**SHORT EXERCISE**
Return the lines below without changing a single character.

**Entries from a point annotation set**
•••••

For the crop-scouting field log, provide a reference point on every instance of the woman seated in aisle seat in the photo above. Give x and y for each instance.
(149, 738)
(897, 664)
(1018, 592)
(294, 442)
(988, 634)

•••••

**FINISHED EXERCISE**
For the crop-scouting field log, provide a reference point on every instance of the woman seated in aisle seat in the photo above. Give x and y for each instance.
(149, 738)
(897, 664)
(1018, 592)
(294, 442)
(988, 634)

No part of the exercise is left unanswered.